__THE DATA__.

____________________

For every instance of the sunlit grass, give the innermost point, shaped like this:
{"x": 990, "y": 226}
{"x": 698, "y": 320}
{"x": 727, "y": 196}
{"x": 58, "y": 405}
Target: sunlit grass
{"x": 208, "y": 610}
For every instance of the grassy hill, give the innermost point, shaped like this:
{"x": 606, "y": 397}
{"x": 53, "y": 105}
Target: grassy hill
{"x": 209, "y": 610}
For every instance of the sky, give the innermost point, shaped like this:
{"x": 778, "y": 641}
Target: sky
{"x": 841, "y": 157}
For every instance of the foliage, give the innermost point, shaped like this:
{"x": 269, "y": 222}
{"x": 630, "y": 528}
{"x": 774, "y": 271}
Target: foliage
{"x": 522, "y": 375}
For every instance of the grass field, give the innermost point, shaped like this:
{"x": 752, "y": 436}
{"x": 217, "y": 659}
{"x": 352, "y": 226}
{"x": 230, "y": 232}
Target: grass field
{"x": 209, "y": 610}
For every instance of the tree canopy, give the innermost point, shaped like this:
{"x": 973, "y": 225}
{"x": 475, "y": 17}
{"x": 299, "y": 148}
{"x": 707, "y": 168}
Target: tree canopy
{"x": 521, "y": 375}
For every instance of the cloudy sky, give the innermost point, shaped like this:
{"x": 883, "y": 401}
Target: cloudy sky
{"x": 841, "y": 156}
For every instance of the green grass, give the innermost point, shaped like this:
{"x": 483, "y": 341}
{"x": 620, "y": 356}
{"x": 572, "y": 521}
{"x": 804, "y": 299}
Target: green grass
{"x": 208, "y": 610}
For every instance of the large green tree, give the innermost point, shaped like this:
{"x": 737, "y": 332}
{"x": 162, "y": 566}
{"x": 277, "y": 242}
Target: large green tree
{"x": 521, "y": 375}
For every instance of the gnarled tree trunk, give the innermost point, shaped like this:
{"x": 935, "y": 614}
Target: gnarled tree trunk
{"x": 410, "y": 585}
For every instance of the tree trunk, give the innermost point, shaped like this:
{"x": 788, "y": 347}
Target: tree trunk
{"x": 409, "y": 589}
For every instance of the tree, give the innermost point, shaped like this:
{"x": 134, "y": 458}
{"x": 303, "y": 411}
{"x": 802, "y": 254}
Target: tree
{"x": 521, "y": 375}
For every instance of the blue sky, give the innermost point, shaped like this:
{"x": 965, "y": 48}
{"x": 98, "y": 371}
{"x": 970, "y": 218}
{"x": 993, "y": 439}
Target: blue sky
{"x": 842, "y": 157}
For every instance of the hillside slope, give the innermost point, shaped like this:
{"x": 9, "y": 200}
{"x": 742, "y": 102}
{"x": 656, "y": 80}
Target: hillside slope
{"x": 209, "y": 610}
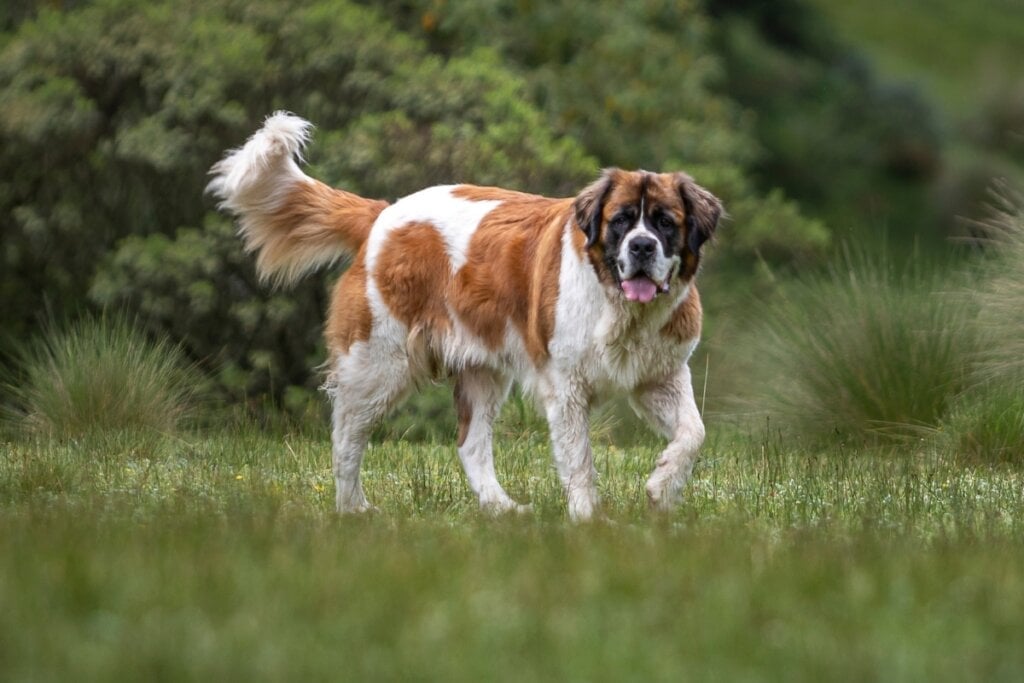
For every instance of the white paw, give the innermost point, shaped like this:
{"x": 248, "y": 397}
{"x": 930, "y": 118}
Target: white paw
{"x": 663, "y": 494}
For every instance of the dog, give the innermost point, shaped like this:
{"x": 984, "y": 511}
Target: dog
{"x": 573, "y": 298}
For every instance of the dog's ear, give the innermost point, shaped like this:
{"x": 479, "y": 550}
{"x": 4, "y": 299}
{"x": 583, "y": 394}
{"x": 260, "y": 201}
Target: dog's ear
{"x": 589, "y": 206}
{"x": 702, "y": 211}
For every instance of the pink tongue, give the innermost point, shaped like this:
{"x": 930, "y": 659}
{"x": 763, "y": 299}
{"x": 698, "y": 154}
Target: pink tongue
{"x": 639, "y": 289}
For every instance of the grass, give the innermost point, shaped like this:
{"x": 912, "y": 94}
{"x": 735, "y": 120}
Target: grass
{"x": 867, "y": 350}
{"x": 218, "y": 556}
{"x": 99, "y": 374}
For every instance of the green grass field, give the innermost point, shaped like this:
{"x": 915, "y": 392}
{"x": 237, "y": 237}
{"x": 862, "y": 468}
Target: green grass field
{"x": 217, "y": 556}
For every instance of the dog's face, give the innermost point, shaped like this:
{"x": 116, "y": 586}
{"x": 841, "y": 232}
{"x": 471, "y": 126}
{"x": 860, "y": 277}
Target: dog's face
{"x": 644, "y": 230}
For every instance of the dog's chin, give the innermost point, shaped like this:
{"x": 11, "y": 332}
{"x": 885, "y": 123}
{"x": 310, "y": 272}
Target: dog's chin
{"x": 642, "y": 289}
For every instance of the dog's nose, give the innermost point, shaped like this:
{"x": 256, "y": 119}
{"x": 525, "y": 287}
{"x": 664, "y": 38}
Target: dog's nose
{"x": 642, "y": 248}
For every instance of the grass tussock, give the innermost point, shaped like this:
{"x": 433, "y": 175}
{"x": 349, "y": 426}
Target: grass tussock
{"x": 987, "y": 422}
{"x": 96, "y": 375}
{"x": 866, "y": 351}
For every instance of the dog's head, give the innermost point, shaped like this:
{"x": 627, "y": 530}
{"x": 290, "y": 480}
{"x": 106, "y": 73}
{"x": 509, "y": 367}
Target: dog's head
{"x": 644, "y": 230}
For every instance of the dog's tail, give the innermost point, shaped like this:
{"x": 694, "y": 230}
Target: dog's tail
{"x": 294, "y": 223}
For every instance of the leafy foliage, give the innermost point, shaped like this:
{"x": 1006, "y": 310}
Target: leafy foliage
{"x": 850, "y": 146}
{"x": 125, "y": 102}
{"x": 639, "y": 86}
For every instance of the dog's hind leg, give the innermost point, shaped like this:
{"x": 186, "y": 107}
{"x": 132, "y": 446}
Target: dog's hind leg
{"x": 478, "y": 395}
{"x": 364, "y": 385}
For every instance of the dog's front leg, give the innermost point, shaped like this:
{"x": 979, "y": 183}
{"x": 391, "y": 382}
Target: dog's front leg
{"x": 671, "y": 408}
{"x": 567, "y": 409}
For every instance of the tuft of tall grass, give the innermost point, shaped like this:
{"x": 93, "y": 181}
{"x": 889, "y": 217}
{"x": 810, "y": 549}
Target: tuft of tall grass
{"x": 99, "y": 374}
{"x": 987, "y": 423}
{"x": 1000, "y": 298}
{"x": 867, "y": 350}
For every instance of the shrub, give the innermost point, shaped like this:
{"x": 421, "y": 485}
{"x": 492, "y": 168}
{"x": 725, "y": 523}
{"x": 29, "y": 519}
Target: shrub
{"x": 867, "y": 351}
{"x": 98, "y": 375}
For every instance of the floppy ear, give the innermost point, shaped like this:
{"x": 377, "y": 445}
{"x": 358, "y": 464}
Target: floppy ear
{"x": 702, "y": 212}
{"x": 590, "y": 204}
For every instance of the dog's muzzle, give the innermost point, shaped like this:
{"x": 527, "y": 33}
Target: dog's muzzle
{"x": 642, "y": 270}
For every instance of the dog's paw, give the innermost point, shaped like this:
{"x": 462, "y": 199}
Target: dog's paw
{"x": 504, "y": 506}
{"x": 663, "y": 495}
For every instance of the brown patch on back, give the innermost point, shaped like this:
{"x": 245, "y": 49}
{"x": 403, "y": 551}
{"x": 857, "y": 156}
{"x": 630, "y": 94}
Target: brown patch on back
{"x": 511, "y": 270}
{"x": 481, "y": 194}
{"x": 685, "y": 322}
{"x": 350, "y": 318}
{"x": 413, "y": 272}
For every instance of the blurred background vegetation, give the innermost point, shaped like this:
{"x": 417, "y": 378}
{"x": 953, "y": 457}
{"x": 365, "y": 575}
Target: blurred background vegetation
{"x": 856, "y": 146}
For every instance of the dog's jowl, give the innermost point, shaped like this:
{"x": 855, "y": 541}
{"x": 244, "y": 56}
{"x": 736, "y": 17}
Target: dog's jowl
{"x": 572, "y": 298}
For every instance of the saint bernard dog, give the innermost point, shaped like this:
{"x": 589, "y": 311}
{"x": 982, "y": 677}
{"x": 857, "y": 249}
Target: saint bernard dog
{"x": 573, "y": 298}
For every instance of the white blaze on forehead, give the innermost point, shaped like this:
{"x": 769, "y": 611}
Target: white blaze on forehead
{"x": 456, "y": 220}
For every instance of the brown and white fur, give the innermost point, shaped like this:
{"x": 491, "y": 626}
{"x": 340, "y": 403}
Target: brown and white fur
{"x": 573, "y": 298}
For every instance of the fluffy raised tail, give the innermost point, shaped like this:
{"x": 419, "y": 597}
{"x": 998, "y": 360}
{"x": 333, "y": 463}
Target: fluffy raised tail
{"x": 293, "y": 222}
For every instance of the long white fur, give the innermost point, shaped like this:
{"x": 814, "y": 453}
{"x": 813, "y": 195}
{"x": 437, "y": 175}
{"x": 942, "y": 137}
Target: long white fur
{"x": 254, "y": 180}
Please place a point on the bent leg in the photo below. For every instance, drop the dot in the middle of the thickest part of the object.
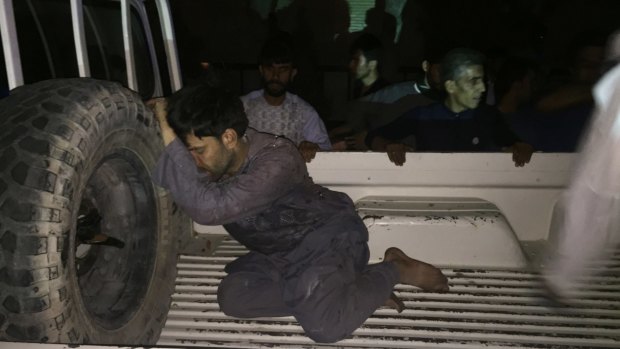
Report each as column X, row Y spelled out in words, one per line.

____________________

__ACTIVITY__.
Your task is to give again, unchanged, the lines from the line that contains "Target: saint bernard dog" to the end of the records. Include both end lines but no pictures.

__OUTPUT FOR THIS EXERCISE__.
Target: saint bernard dog
{"x": 573, "y": 298}
For every instance of the white blaze on forehead, give the innermost point, shaped like this:
{"x": 769, "y": 611}
Target: white blaze on forehead
{"x": 456, "y": 220}
For every instance of the brown and white fur, give the innermost point, shaped like this:
{"x": 491, "y": 626}
{"x": 340, "y": 403}
Target: brown and white fur
{"x": 573, "y": 298}
For every instance of the fluffy raised tail, give the innermost point, shaped like this:
{"x": 419, "y": 597}
{"x": 998, "y": 360}
{"x": 333, "y": 463}
Target: fluffy raised tail
{"x": 293, "y": 222}
For every instance of the long white fur, give the innermost point, shaped like this:
{"x": 814, "y": 453}
{"x": 813, "y": 195}
{"x": 437, "y": 175}
{"x": 942, "y": 137}
Target: long white fur
{"x": 254, "y": 180}
Please place a point on the bent leg in the photo below. For every instance, drop the dot in the middle of the thickest part of the object.
Report each as column X, row Y spelled out in words, one per line.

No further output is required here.